» **Exercise**
Take the line that contains "Return one point for each instance of the woman with" and all lines after it, up to and including the last line of the data, and write them out exactly; nothing else belongs in the answer.

» **Data to use**
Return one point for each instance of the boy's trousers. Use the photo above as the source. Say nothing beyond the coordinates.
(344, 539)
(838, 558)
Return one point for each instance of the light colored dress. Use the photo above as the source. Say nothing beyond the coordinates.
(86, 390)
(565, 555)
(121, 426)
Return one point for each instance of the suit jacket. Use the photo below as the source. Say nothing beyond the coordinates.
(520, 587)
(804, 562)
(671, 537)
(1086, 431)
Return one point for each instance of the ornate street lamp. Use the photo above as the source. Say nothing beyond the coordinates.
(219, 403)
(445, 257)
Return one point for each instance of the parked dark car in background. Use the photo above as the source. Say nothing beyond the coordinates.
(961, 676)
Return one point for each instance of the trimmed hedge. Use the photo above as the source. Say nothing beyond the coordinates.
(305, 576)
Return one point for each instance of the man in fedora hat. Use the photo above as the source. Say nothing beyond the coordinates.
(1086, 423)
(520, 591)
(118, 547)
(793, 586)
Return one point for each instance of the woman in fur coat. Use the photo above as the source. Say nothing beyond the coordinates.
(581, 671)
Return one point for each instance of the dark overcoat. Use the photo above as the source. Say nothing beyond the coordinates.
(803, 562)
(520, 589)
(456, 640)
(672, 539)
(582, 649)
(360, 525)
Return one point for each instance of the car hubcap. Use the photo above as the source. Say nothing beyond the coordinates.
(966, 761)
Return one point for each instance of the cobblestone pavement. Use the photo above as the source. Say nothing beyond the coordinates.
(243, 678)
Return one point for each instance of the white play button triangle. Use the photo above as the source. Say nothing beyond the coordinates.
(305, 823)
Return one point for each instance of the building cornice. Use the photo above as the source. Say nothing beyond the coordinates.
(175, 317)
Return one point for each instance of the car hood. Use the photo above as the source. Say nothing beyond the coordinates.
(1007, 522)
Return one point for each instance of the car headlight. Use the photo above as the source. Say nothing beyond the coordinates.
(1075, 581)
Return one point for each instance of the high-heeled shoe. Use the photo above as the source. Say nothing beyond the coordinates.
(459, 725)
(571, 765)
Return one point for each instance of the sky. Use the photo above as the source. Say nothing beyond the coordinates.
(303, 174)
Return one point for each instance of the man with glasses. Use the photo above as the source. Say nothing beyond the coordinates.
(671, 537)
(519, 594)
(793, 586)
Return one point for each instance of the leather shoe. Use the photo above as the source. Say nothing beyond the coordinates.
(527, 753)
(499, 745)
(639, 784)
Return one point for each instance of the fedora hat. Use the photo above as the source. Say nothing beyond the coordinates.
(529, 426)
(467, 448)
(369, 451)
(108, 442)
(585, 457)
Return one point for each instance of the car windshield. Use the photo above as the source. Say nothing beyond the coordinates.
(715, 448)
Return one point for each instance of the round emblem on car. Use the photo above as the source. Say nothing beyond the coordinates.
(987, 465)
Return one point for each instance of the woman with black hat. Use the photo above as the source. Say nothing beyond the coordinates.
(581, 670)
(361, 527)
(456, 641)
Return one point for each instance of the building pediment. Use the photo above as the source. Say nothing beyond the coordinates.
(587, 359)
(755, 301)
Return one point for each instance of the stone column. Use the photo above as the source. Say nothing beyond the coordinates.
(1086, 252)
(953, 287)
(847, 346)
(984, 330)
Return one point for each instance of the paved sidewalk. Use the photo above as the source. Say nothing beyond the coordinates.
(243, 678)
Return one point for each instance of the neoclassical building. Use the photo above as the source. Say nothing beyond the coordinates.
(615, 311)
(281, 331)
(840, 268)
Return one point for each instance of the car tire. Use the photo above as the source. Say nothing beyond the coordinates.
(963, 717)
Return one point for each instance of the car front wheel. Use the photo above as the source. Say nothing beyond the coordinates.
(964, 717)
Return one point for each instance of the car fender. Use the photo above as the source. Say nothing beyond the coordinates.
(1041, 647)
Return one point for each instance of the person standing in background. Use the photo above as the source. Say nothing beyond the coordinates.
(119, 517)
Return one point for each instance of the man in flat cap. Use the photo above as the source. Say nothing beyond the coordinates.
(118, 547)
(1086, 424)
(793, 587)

» **Task result**
Return one point for each instance of the woman with black hat. Use the photo above as the source. Say nothing beyond the coordinates.
(581, 670)
(361, 527)
(456, 641)
Return one point for each instance of the building pediment. Use the photo above as the source. Say nothing beyond the coordinates.
(587, 359)
(755, 301)
Return one point for each instance of the stone column. Use the photo above as the source. Say nothing beyond the coordinates.
(1086, 252)
(953, 287)
(847, 346)
(984, 330)
Return one point for each instance of the paved sidewalk. Use the photo above as the source. Say nothing beyond the coordinates.
(243, 678)
Return one point for each instance of the neoclassical building. Use the photo above as the source. Say nothing beyond the coordinates.
(615, 311)
(281, 331)
(840, 268)
Return one point for each instance of the car tire. Use the photo above as the source. Say nothing beyond the coordinates.
(963, 717)
Return one point for each instance of the car front wheel. Use the photo above as the source. Say nothing beyond the coordinates.
(964, 717)
Return one point for each instance of the car fender. Use the photo above as the source. Say nothing beyond the coordinates.
(1041, 647)
Return one point for each instance of the person standing in background. Use the photo above as the source. Say nothing beyond the coordinates.
(119, 517)
Return one point for each instance of the man in flat cap. Use the photo above as the source. Say nothing beyond the coordinates.
(118, 547)
(1086, 424)
(793, 587)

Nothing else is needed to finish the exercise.